▶ _Quellenauszug_
· Fachbeitrag · Einkommensteuer
Übertragung des Betreuungsfreibetrags: Ermittlung des Betreuungsanteils von 10 %
von Dipl.-Bw. (FH) StB Christian Westhoff, Datteln
| Jeder Elternteil hat grundsätzlich Anspruch auf den Freibetrag für den Betreuungs- und Erziehungs- oder Ausbildungsbedarf des Kindes (BEA-Freibetrag) i. H. von 1.320 EUR. Sind die Voraussetzungen für die Zusammenveranlagung aber nicht erfüllt, kann der Elternteil, bei dem das minderjährige Kind gemeldet ist, beantragen, dass ihm der BEA-Freibetrag des anderen Elternteils übertragen wird (§ 32 Abs. 6 S. 8 EStG). Zu den Voraussetzungen hat sich nun das FG Niedersachsen (19.2.20, 9 K 20/19, Abruf-Nr. 215607 ) geäußert. |
1. Sachverhalt
Der Kindesvater hatte mit seiner geschiedenen Ehefrau (Kindesmutter) vereinbart, dass er seinen Sohn in einem wöchentlichen Rhythmus jedes zweite Wochenende samstags um 10.00 Uhr abholt und sonntags um 16.00 Uhr zurückbringt. Die einfache Entfernung zwischen den Wohnorten betrug 163 km.
Ein BEA-Freibetrag für seinen Sohn wurde in den Steuerbescheiden für 2016 und 2017 nicht berücksichtigt, weil die Mutter beantragt hatte, diesen auf sie zu übertragen. Das FA war der Meinung, der vom Vater geltend gemachte Betreuungsumfang (2016: 45 Tage; 2017: 55 Tage) sei nicht ausreichend. Das FG war da anderer Meinung.
2. Entscheidung
Nach § 32 Abs. 6 S. 9 EStG scheidet eine Übertragung des BEA-Freibetrags aus, wenn der Übertragung widersprochen wird, weil der Elternteil, bei dem das Kind nicht gemeldet ist, Kinderbetreuungskosten trägt oder das Kind regelmäßig in einem nicht unwesentlichen Umfang betreut. Bei der Auslegung des Tatbestandsmerkmals der „nicht unwesentlichen“ Betreuung folgte das FG den Grundsätzen der Rechtsprechung des BFH (8.11.17, III R 2/16). Danach bestehen grundsätzlich keine Bedenken, bei einem Betreuungsanteil von jährlich durchschnittlich 10 % von einem ausreichenden Betreuungsumfang auszugehen.

▶ _Bereitgestellte Datensätze_
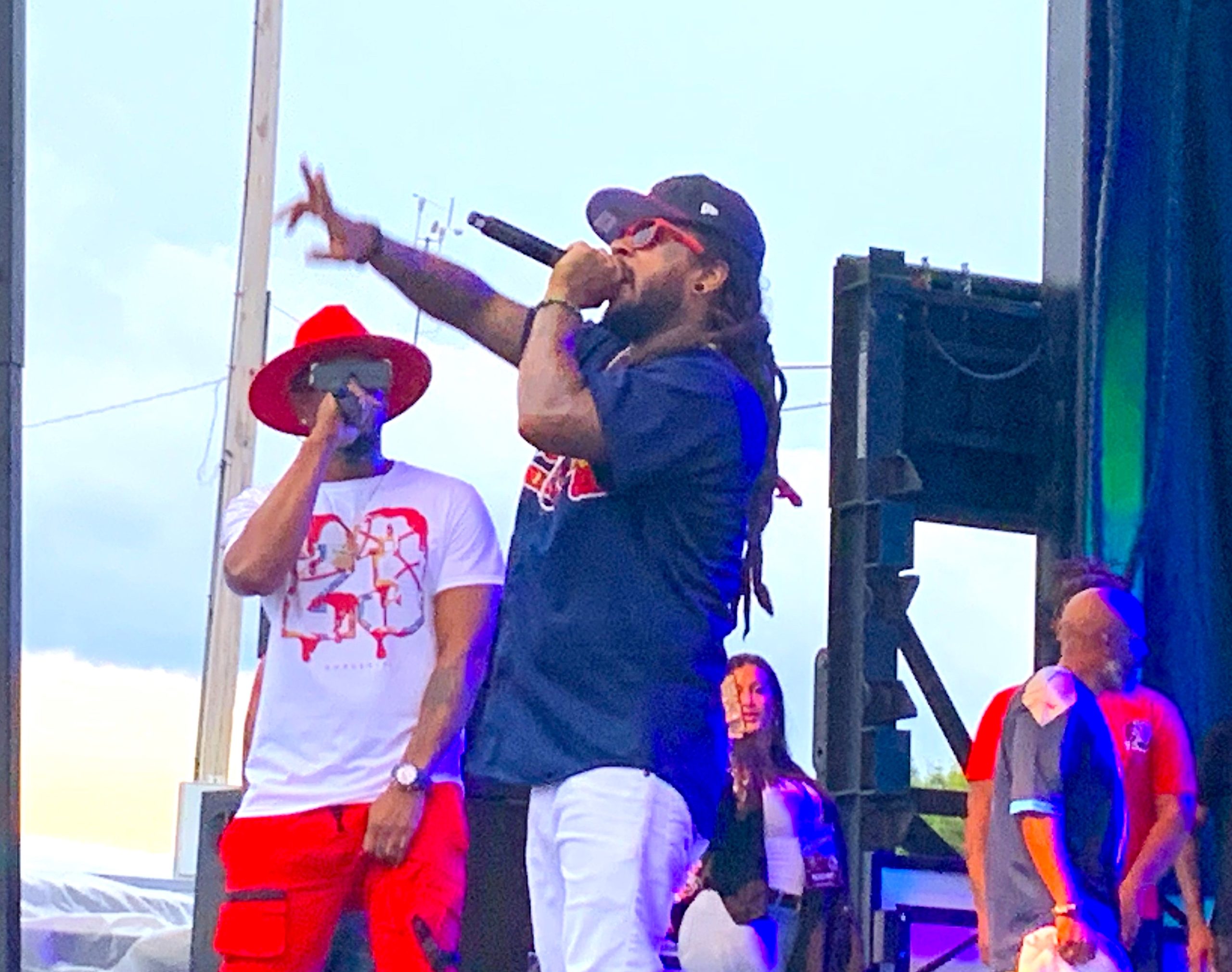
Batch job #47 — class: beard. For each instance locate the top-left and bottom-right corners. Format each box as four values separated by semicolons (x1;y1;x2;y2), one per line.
603;271;684;344
337;428;381;466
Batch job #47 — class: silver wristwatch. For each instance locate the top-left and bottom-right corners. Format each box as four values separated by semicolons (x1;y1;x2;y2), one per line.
391;763;433;793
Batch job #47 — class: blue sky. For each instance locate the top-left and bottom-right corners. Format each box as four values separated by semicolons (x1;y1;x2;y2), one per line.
24;0;1045;771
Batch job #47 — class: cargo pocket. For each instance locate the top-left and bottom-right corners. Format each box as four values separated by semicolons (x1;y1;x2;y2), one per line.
214;888;287;959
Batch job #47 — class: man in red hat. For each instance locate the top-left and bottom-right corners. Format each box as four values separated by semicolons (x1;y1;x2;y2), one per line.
214;307;504;972
287;164;780;972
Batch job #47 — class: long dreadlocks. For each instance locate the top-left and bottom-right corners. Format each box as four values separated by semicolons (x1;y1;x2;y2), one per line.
629;232;787;635
711;246;787;635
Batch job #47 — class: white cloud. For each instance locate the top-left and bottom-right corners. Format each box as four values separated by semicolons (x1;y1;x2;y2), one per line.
21;650;251;870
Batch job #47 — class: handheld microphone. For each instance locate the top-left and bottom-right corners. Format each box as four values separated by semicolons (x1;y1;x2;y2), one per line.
466;213;564;266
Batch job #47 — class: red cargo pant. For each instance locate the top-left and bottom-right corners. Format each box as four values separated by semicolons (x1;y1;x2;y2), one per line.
214;783;467;972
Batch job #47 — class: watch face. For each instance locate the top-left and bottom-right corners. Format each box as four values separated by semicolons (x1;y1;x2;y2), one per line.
393;763;422;786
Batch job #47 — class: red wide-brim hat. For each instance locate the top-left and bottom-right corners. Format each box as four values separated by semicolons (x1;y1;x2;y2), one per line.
248;304;433;435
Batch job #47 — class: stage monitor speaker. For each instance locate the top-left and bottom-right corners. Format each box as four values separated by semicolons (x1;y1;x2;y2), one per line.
190;790;240;972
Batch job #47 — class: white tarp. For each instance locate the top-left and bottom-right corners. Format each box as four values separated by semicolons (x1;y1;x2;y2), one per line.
21;873;192;972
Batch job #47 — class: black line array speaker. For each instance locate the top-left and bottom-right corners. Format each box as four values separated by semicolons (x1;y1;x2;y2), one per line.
458;780;532;972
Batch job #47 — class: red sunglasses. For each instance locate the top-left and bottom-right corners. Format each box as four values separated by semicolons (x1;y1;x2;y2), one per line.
618;217;706;254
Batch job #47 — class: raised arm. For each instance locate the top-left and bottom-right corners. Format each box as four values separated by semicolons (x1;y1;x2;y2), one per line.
963;780;993;963
281;161;527;364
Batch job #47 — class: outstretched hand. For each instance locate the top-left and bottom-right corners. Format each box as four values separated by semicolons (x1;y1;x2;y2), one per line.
277;158;381;262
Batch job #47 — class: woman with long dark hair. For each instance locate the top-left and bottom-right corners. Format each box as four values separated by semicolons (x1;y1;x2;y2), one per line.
680;654;859;972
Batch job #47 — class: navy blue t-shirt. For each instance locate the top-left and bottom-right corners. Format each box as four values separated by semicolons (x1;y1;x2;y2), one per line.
467;324;766;834
984;666;1126;970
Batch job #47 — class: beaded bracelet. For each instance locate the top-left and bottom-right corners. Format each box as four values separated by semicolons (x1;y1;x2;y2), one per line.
517;297;581;357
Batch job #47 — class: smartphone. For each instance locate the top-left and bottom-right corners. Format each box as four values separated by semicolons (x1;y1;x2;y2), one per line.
308;357;393;394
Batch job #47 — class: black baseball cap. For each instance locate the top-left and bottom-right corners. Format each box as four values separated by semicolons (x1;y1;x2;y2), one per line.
587;175;766;276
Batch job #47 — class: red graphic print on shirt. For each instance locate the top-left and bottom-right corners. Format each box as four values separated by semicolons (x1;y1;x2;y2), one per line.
282;506;427;661
522;452;607;510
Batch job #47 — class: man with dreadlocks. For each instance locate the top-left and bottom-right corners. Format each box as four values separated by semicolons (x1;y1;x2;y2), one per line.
292;165;783;972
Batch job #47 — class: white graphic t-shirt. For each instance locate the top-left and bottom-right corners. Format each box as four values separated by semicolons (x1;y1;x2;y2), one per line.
223;462;504;817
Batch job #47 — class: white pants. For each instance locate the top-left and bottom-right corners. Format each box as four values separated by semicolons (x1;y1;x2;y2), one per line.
1018;925;1129;972
526;766;693;972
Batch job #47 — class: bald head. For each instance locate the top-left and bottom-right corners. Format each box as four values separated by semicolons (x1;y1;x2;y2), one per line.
1057;588;1146;691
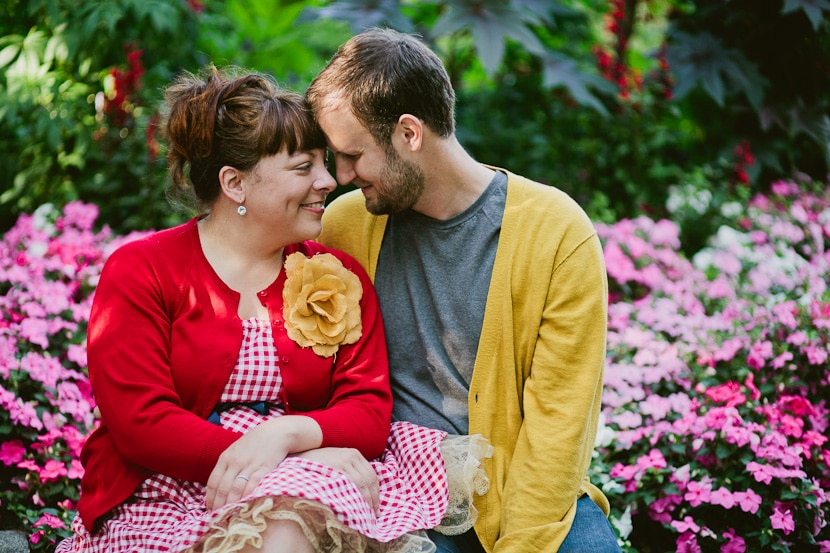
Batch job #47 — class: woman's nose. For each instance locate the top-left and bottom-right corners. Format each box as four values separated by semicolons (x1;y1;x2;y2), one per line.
314;167;337;194
334;157;355;186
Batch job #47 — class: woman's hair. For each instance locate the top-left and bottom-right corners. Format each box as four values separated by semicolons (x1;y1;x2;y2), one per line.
165;65;326;207
306;28;455;147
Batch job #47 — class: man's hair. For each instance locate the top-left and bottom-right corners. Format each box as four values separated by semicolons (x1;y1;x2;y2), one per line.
306;28;455;147
165;65;326;208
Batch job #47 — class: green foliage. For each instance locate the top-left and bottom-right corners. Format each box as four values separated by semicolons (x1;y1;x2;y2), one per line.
667;0;830;187
0;0;206;233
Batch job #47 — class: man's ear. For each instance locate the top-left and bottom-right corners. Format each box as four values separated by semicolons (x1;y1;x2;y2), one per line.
219;165;245;204
393;113;424;152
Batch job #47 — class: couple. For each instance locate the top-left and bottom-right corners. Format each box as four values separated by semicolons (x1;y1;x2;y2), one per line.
58;29;619;553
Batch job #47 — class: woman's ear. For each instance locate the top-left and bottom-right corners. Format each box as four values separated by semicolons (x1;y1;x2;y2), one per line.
394;113;424;152
219;165;245;204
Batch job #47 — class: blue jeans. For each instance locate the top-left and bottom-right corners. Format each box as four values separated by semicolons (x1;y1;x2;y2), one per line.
428;495;622;553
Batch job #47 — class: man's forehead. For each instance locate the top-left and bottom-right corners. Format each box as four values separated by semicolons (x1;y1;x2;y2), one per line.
317;106;371;152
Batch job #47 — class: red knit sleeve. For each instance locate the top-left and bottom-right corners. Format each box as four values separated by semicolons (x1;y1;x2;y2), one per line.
88;234;239;483
296;246;392;459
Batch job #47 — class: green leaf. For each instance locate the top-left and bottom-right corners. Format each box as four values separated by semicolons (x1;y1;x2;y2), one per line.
0;44;20;68
542;54;614;115
781;0;830;31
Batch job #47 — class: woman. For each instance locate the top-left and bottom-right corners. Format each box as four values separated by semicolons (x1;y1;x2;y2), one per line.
58;68;489;553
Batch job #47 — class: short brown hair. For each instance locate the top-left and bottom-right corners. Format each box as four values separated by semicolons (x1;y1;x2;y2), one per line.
165;65;326;207
306;28;455;146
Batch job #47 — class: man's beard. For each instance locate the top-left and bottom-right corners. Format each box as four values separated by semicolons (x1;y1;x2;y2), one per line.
366;148;426;215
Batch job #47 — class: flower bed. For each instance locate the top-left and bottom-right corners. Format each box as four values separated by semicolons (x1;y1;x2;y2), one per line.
0;182;830;553
0;202;150;551
593;182;830;552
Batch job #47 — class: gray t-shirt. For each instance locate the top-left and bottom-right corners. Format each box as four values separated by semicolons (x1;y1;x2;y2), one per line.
375;172;507;434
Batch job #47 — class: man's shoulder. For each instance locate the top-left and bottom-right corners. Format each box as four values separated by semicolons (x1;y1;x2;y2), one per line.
505;171;593;231
323;190;371;225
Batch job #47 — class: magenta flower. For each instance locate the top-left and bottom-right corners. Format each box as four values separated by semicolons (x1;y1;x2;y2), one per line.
720;528;746;553
683;480;712;507
709;488;735;509
704;382;746;407
770;504;795;534
0;440;26;466
32;513;66;528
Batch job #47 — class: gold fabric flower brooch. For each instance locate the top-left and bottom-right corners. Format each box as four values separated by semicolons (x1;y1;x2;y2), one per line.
282;252;363;357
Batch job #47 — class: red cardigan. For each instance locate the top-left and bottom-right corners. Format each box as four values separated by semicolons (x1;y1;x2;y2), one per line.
78;219;392;531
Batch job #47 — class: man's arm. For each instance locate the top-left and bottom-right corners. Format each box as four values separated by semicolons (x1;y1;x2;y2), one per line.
494;236;608;553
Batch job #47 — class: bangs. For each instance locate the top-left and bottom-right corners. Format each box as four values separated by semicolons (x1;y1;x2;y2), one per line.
258;98;326;156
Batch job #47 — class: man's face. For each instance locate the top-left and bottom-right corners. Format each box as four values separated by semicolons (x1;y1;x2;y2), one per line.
318;106;425;215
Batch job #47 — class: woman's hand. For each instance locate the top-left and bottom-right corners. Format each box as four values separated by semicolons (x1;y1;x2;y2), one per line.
296;447;380;516
205;415;323;510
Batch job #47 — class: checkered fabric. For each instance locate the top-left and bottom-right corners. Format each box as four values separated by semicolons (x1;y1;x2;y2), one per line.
56;320;448;553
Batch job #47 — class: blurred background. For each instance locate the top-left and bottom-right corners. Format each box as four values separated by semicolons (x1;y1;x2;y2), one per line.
0;0;830;254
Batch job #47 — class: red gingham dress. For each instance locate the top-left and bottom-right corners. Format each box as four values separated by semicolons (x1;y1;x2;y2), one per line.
56;319;458;553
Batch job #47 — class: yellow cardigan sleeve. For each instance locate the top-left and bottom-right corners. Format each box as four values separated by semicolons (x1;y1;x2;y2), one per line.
470;170;608;553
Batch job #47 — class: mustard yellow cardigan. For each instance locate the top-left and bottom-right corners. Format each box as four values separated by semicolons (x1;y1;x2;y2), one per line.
319;171;609;553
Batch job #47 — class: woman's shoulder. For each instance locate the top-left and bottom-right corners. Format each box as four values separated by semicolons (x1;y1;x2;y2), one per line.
285;240;374;275
107;219;201;270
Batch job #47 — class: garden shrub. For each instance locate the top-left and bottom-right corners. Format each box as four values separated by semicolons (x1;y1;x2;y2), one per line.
0;202;148;551
594;182;830;553
0;182;830;553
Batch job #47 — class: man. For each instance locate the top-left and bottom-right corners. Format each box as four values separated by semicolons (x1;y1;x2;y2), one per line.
307;29;619;553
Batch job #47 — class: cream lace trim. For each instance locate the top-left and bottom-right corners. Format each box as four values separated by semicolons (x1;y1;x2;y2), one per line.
187;435;493;553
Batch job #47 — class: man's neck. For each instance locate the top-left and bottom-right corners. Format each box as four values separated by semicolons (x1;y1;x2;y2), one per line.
412;139;494;220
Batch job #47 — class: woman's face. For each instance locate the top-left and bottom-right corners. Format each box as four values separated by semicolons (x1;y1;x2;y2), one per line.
243;149;337;245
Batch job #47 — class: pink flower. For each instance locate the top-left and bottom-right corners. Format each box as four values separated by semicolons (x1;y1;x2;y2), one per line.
637;449;667;470
770;502;795;535
744;372;761;401
40;459;67;482
710;488;735;509
778;396;816;417
675;532;700;553
671;516;700;534
747;340;772;369
770;351;793;369
746;461;775;484
720;528;746;553
33;513;66;529
683;481;712;507
803;344;827;365
648;494;683;524
0;440;26;467
732;490;761;515
704;382;746;407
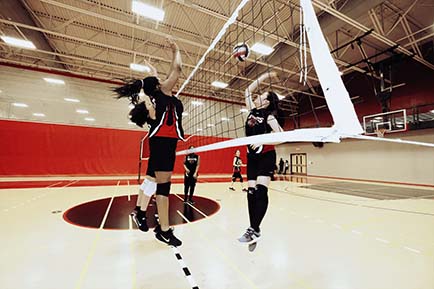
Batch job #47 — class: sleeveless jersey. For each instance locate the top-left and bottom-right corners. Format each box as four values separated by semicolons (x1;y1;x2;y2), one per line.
184;154;199;175
234;156;242;173
245;108;274;154
149;91;184;140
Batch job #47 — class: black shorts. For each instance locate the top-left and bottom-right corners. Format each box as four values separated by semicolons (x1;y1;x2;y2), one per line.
247;150;276;181
146;136;178;173
146;158;155;178
232;172;243;183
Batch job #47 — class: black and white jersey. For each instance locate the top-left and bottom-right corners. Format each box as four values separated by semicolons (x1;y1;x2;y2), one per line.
149;91;184;140
184;154;199;175
245;108;274;154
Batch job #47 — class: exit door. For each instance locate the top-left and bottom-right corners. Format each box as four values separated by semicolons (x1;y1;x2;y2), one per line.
291;154;307;175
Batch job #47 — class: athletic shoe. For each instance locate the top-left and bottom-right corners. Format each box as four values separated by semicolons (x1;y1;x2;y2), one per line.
249;242;258;252
155;229;182;247
132;214;149;232
238;227;261;245
154;224;161;234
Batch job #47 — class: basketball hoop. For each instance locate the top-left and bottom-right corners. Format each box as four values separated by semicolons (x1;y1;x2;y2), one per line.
375;128;387;138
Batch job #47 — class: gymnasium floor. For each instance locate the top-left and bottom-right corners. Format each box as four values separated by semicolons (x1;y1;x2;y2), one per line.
0;177;434;289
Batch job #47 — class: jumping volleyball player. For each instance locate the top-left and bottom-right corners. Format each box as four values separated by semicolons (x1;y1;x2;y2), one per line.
238;72;283;251
229;150;247;192
114;39;184;246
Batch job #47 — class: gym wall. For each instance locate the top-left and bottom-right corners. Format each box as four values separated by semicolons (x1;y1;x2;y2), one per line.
277;129;434;186
0;120;245;176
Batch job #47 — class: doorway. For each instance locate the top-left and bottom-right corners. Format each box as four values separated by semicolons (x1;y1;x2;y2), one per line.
290;154;307;175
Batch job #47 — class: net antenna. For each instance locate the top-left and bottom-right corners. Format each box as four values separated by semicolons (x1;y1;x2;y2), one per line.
175;0;250;97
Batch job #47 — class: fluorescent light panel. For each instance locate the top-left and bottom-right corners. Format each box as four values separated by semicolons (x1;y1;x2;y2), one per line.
12;102;29;107
251;42;274;55
0;36;36;49
130;63;151;72
131;1;164;21
211;80;228;88
63;97;80;102
191;100;203;106
44;77;65;84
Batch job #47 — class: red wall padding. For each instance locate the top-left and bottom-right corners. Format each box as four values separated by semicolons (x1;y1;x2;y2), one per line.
0;120;245;176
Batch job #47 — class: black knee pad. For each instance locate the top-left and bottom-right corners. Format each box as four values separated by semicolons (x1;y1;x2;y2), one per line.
254;185;268;202
156;182;171;197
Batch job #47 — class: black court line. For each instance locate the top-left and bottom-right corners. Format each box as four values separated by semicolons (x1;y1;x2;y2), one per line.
171;246;199;289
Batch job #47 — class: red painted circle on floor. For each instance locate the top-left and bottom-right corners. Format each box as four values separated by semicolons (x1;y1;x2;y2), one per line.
63;194;220;230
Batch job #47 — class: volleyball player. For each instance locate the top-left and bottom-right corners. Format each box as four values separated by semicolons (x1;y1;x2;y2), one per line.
184;146;200;205
115;39;184;246
229;150;247;192
238;72;283;251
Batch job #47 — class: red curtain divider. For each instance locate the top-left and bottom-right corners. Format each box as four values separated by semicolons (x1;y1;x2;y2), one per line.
0;120;246;176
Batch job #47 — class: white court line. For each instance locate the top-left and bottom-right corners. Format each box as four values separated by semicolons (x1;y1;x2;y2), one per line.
127;180;131;202
74;181;120;289
3;180;78;212
375;237;390;244
403;246;421;254
173;194;208;218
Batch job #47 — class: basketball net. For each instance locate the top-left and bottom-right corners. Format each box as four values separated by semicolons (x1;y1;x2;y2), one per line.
375;128;387;138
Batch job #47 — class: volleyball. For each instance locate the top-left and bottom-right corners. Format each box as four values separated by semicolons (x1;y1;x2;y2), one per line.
232;43;249;61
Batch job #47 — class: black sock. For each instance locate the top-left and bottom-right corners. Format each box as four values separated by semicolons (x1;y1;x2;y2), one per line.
189;183;196;201
252;185;268;233
247;187;256;228
137;209;146;218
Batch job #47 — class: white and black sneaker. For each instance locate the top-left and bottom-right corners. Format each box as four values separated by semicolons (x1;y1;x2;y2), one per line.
131;214;149;232
238;227;261;245
154;228;182;247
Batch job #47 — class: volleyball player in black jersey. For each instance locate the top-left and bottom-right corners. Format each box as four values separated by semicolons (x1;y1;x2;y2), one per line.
229;150;247;192
114;39;184;246
238;72;283;251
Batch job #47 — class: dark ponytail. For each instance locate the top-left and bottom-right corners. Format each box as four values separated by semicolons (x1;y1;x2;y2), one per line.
129;101;149;127
112;78;143;105
265;91;285;128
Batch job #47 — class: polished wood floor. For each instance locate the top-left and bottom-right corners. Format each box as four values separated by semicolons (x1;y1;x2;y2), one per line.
0;178;434;289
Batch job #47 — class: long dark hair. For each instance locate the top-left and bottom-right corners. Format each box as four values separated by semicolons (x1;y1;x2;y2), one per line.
265;91;285;128
112;76;159;127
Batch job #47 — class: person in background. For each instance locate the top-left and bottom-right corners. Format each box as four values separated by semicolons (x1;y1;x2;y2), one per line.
278;158;285;175
184;146;200;205
284;160;289;175
229;150;247;192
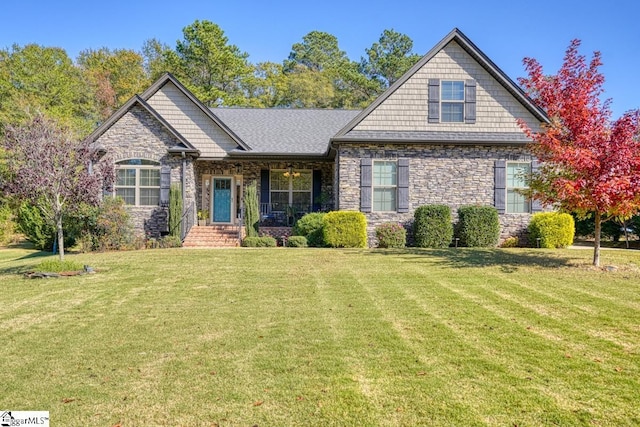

▶ _Zu bearbeitende Aufgaben_
**1)** Geben Sie die Zeilen der Datensätze vom Anfang bis einschließlich der Zeile mit „391;763;433;793“ als Markdown-Tabelle mit den Spalten „Nr“ und „Zeile“ wieder. Lassen Sie Leerzeilen und Bilder dabei weg.
**2)** Setzen Sie den Quellenauszug zur Übertragung des Betreuungsfreibetrags nach seinem letzten Satz fort.

▶ _Lösungen der Aufgaben_
**1)**
| Nr | Zeile |
|---|---|
| 1 | Batch job #47 — class: beard. For each instance locate the top-left and bottom-right corners. Format each box as four values separated by semicolons (x1;y1;x2;y2), one per line. |
| 2 | 603;271;684;344 |
| 3 | 337;428;381;466 |
| 4 | Batch job #47 — class: silver wristwatch. For each instance locate the top-left and bottom-right corners. Format each box as four values separated by semicolons (x1;y1;x2;y2), one per line. |
| 5 | 391;763;433;793 |

**2)**
Im Streitfall war strittig, wie die 10 %-Grenze in zeitlicher Hinsicht zu bestimmen ist und ob auch Tage voll mitzählen, an denen das Kind nur an einem Teil des Tages betreut wird. Hierzu hat das FG zugunsten des Vaters entschieden. Einzelne Betreuungstage zählen auch dann, wenn sie nicht volle 24 Stunden umfassen. Dies gilt zumindest, wenn die Betreuungszeit ‒ wie im Streitfall ‒ deutlich mehr als 12 Stunden beträgt und damit über reine Besuchszwecke hinausgeht. Alles andere würde ggf. auf eine stundengenaue Protokollierung hinauslaufen und den angestrebten Vereinfachungszweck konterkarieren.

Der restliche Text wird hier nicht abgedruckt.